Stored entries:
——————————

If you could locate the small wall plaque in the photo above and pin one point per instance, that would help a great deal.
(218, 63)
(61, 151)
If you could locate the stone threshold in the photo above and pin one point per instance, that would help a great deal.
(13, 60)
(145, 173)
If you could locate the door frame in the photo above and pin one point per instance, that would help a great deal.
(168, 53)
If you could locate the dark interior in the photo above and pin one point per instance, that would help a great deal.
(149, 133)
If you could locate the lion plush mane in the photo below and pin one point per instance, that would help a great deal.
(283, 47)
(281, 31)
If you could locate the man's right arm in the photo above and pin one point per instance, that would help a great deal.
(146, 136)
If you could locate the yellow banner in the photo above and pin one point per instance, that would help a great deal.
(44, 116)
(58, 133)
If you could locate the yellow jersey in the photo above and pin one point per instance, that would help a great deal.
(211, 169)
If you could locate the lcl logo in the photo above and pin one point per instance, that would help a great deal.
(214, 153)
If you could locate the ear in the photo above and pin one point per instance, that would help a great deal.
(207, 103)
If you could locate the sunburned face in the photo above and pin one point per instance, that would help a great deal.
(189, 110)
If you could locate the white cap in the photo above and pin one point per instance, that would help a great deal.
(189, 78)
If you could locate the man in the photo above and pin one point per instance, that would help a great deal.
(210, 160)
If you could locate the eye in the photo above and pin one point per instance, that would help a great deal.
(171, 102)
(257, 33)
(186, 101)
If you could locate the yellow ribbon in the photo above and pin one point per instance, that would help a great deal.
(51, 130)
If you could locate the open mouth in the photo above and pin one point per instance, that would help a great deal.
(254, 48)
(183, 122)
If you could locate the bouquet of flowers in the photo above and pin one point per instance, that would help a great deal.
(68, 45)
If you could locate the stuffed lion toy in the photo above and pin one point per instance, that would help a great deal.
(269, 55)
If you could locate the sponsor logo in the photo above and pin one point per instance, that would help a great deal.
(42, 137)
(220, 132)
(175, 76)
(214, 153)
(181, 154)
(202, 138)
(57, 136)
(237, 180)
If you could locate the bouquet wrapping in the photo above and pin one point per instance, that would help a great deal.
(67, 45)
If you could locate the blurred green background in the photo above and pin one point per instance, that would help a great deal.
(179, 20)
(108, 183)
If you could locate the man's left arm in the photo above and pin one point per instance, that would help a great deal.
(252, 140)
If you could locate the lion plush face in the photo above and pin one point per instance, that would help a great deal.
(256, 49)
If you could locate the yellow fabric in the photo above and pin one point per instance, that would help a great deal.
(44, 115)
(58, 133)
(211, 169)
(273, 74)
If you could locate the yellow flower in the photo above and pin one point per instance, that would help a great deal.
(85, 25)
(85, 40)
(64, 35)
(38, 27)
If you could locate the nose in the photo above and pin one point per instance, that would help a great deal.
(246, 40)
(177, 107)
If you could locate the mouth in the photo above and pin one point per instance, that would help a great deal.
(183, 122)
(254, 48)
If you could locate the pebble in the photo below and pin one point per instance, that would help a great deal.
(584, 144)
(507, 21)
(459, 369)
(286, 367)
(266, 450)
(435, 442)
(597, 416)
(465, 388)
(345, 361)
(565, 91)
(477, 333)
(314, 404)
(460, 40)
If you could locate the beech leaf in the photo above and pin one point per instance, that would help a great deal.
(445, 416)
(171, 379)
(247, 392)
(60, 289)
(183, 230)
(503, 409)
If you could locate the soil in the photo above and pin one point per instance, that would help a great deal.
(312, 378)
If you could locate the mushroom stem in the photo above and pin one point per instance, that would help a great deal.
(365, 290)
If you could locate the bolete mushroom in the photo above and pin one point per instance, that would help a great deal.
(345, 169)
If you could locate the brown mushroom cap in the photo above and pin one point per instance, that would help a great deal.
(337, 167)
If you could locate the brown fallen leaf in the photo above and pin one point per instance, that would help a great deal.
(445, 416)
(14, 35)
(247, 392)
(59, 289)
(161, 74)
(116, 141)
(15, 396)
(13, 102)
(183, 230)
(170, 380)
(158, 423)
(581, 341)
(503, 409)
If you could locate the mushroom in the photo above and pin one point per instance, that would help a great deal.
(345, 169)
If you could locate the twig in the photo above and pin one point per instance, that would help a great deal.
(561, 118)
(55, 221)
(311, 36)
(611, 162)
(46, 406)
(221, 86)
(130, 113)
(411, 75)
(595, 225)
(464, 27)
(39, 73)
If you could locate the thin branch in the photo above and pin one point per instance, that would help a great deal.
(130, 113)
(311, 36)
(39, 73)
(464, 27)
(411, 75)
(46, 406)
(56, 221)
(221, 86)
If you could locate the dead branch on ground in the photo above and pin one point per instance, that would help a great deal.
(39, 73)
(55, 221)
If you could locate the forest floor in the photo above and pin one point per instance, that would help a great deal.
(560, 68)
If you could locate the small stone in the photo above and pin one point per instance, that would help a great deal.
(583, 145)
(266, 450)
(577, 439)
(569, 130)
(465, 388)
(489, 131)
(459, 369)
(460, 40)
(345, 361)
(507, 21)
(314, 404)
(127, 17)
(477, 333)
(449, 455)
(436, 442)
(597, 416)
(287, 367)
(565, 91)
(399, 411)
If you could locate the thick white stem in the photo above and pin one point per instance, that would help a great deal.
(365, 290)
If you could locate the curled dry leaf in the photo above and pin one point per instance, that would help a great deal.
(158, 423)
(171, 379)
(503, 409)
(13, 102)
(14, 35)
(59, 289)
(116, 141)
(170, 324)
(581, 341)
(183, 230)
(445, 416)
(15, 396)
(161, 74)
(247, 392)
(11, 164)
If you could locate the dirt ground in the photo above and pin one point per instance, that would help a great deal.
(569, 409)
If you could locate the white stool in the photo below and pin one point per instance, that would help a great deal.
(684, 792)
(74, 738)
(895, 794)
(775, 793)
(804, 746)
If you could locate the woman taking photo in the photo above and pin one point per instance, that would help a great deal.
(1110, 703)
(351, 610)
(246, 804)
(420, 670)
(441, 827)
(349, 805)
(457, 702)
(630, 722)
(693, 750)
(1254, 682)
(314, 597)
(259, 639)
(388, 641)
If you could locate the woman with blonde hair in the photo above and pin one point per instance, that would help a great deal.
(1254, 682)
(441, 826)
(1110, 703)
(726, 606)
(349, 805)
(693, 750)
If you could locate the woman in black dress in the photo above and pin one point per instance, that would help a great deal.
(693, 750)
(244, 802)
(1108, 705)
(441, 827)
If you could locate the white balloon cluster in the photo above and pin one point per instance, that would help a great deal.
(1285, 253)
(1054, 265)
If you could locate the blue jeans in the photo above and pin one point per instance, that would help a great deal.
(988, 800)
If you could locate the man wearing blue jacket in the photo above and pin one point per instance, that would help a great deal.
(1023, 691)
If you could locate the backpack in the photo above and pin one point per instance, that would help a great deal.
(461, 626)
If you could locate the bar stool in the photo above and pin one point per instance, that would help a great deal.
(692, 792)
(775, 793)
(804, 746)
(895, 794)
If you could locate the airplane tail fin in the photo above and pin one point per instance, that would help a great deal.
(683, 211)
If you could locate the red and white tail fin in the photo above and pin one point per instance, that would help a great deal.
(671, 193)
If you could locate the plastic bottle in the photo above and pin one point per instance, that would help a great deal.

——————————

• WHAT THE TASK ASKS
Write out all of the records above word for word, leaving nothing out and changing nothing.

• RESULT FOR THIS EXERCISE
If you could locate the small wall plaque in the photo above and pin one point per instance, that would help a great deal.
(218, 63)
(61, 151)
If you could locate the stone threshold in the photo above and pin one point per instance, that would help a great deal.
(13, 60)
(145, 173)
If you could locate the door frame in the photo above and pin one point per instance, that would help a great deal.
(168, 53)
If you could locate the dark interior in the photo above and pin one point per instance, that would help a great deal.
(149, 133)
If you could locate the lion plush mane in the photo below and pin one point per instance, that would help a great deal.
(283, 47)
(281, 31)
If you could locate the man's right arm in the photo above and pin one point per instance, that would help a great deal.
(146, 136)
If you could locate the yellow banner in the photo above and pin one point per instance, that would help a great deal.
(44, 116)
(58, 133)
If you could locate the yellow jersey in the photo above and pin one point per instance, that would help a great deal.
(211, 169)
If you could locate the lcl logo in the photo above and pin one point per instance, that would help a great deal.
(214, 153)
If you could locate the ear in the photo above and pin one point per instance, that would help a great deal.
(207, 103)
If you could locate the sunburned face in the photo above and pin one point per instance, that would help a great deal.
(189, 110)
If you could locate the white cap in the photo above and pin one point per instance, that would help a great deal.
(189, 78)
If you could locate the man in the photo above and pin one point per instance, that would help a great deal.
(210, 160)
If you could locate the eye in the photo above and pin one point per instance, that would help a great deal.
(171, 102)
(257, 33)
(186, 101)
If you could locate the yellow ribbon in the photo above and pin one point per instance, that would help a great deal.
(51, 130)
If you could locate the open mouth in the photo above and pin one point per instance, that would help a great deal.
(254, 48)
(183, 122)
If you could locate the bouquet of flowers in the photo above and pin one point per instance, that would help a great deal.
(68, 45)
If you could locate the stuffed lion toy in the photo above and pin one point per instance, that would help a great deal.
(269, 55)
If you could locate the sponsor logo in the photo above and pin one point per instance, that would help a great deal.
(42, 137)
(220, 132)
(175, 76)
(214, 153)
(181, 154)
(202, 138)
(57, 136)
(237, 180)
If you could locate the bouquet wrapping in the photo above and pin one point per instance, that would help a great deal.
(67, 45)
If you could locate the blurred green background in the photo above and pin one point per instance, that would help a great deal.
(179, 20)
(108, 183)
If you could locate the man's left arm in the photo above and pin one point per instance, that would help a great deal.
(252, 140)
If you could locate the lion plush face in the photo above and pin one point per instance, that would help a great deal.
(256, 49)
If you could locate the yellow fabric in the photo above and pin one point per instance, that would help a great deal.
(44, 115)
(58, 133)
(211, 169)
(273, 74)
If you could locate the yellow flower in the photo above and pin one point per instance, that would help a great deal.
(85, 25)
(85, 40)
(64, 35)
(38, 27)
If you could locate the nose in the photo above and pin one point per instance, that would help a great deal.
(246, 40)
(177, 107)
If you could locate the mouth in the photo above and pin one point per instance, that would help a great deal.
(183, 122)
(254, 48)
If you could locate the pebble in the photo below and pin one point per instance, that would help a great deal.
(584, 144)
(507, 21)
(459, 369)
(286, 367)
(266, 450)
(435, 442)
(597, 416)
(465, 388)
(345, 361)
(565, 91)
(477, 333)
(314, 404)
(460, 40)
If you could locate the beech leaf in the photo above and pin one point per instance, that would help a great deal.
(445, 416)
(171, 379)
(247, 392)
(60, 289)
(183, 230)
(503, 409)
If you could locate the soil in the photo above and pin one point per instance, that would help a great deal.
(312, 378)
If you could locate the mushroom stem in the photo above and pin one point per instance, that would help a great deal.
(365, 290)
If you could locate the bolete mushroom in the photo above and pin one point per instance, that would help a great deal.
(345, 169)
If you could locate the brown mushroom cap in the photo above and pin one point per instance, that would help a great deal.
(337, 167)
If you could locate the brown fallen leaf in the photo above and pin one point per instance, that would help a great deal.
(445, 416)
(14, 35)
(247, 392)
(59, 289)
(161, 74)
(116, 141)
(15, 396)
(13, 102)
(183, 230)
(170, 380)
(158, 423)
(581, 341)
(503, 409)
If you could locate the mushroom in the photo above and pin one point per instance, that would help a great deal.
(345, 169)
If you could locate the twig in the photo above and pin one point per instance, that would help a great deal.
(561, 118)
(55, 221)
(311, 36)
(611, 162)
(46, 406)
(221, 86)
(130, 113)
(411, 75)
(595, 225)
(464, 27)
(39, 73)
If you could locate the thin branch in the photo above and pin one point per instance, that would help a great deal.
(130, 113)
(311, 36)
(39, 73)
(464, 27)
(411, 75)
(46, 406)
(56, 221)
(221, 86)
If you could locate the dead branch on ground in the photo above and pin one point per instance, that would help a great deal.
(39, 73)
(55, 221)
If you could locate the forest floor in the photo above and pin one point per instance, that would help a great deal.
(560, 68)
If you could locate the small stone in the photo above and pin one point per instance, that would help a great deal.
(583, 145)
(266, 450)
(577, 439)
(569, 130)
(465, 388)
(489, 131)
(459, 369)
(460, 40)
(345, 361)
(507, 21)
(314, 404)
(127, 17)
(477, 333)
(449, 455)
(436, 442)
(597, 416)
(287, 367)
(565, 91)
(399, 411)
If you could locate the thick white stem in the photo above and pin one point per instance, that would help a great deal.
(365, 290)
If you could locate the curled dry leaf in the photo above and pin one point per instance, that would help a great deal.
(158, 423)
(171, 379)
(503, 409)
(13, 102)
(14, 35)
(59, 289)
(116, 141)
(170, 324)
(581, 341)
(183, 230)
(445, 416)
(15, 396)
(161, 74)
(247, 392)
(11, 164)
If you could locate the dirt ground in the photo above and pin one point per instance, that would help a great deal.
(569, 409)
If you could locate the white stool in the photo below and pin one point per instance, that would help a great deal.
(684, 792)
(74, 738)
(895, 794)
(775, 793)
(804, 746)
If you could locate the woman taking photo in the photo above and pin one point per instance, that would help a great deal.
(1110, 703)
(351, 610)
(246, 804)
(420, 670)
(441, 827)
(349, 805)
(457, 702)
(630, 722)
(693, 750)
(1254, 682)
(314, 597)
(259, 639)
(388, 641)
If you could locate the woman with blonde hair in the photo above and pin one point per instance, that would help a great deal.
(1254, 682)
(441, 826)
(1110, 703)
(726, 606)
(349, 805)
(693, 750)
If you could locate the woman in black dress in the photo above and pin one point per instance, that would help a great deal.
(693, 750)
(244, 802)
(1108, 705)
(441, 827)
If you could locate the white balloon cluster in the photo above and pin one point per instance, that would help a great deal.
(1285, 253)
(1054, 265)
If you could locate the blue jeans in the photo above and pin one point per instance, that would help a great deal.
(988, 800)
If you could locate the man wearing blue jacket in the photo above and pin one point per instance, that would help a great deal.
(1023, 691)
If you could locate the backpack in the photo above and pin one point per instance, that would help a great deal.
(461, 626)
If you could locate the bar stool in the photo above and pin one point per instance, that would help a great deal.
(692, 792)
(775, 793)
(804, 746)
(895, 794)
If you could locate the airplane tail fin in the photo above and pin one point per instance, that would help a great deal.
(683, 211)
If you could locate the red and white tail fin in the photo above and pin one point per instance, that would help a great deal.
(671, 193)
If you could locate the plastic bottle in the photo above and pin one point per instance, that would help a great deal.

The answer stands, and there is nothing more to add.